■ Task statement: Which lines run from the one containing "For every instance of the grate" to the end of the entries below? Reproduce them exactly, both ends included.

■ Data section:

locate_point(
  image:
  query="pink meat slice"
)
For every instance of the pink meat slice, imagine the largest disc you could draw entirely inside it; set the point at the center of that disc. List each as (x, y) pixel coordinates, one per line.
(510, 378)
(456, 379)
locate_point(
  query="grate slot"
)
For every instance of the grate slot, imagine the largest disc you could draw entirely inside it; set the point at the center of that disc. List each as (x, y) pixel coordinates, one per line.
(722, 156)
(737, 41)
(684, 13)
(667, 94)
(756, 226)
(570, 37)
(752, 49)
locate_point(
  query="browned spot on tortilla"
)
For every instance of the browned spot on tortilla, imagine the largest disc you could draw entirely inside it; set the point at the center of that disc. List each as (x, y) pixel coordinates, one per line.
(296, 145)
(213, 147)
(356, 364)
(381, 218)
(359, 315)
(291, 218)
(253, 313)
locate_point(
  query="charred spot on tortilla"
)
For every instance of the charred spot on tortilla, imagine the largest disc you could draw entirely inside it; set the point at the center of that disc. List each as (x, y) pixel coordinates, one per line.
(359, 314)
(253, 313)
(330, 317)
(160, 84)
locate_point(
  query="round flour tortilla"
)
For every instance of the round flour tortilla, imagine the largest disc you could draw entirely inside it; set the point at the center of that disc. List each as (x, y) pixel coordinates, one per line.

■ Reply:
For every instance of the grate slot, imagine the largest disc you could draw entirely inside it; set the point at the center of that disc. List each as (x, y) pixel coordinates, one per line.
(722, 156)
(737, 41)
(684, 13)
(667, 94)
(756, 226)
(570, 37)
(752, 49)
locate_point(
  query="browned spot on tortilla"
)
For every instance of the browned spot on tortilla, imagine the largest disc you could draw entirely inside it; set the point at the center of that disc. List each as (x, y) pixel coordinates, one per line.
(296, 145)
(213, 147)
(356, 364)
(381, 218)
(359, 315)
(291, 218)
(253, 313)
locate_point(
  query="charred spot on tortilla"
)
For every instance of the charred spot on tortilla, imagine the largest disc you could draw entirely inside it; set the point at the center of that disc. List each as (x, y) pixel coordinates, one per line.
(359, 314)
(253, 313)
(330, 317)
(160, 84)
locate_point(
  query="round flour tortilla"
)
For every instance of the round flour tortilla, imagine the largest disc you could draw entirely inside it; set the point at the center of that disc. List each as (x, y) pixel coordinates, one per line.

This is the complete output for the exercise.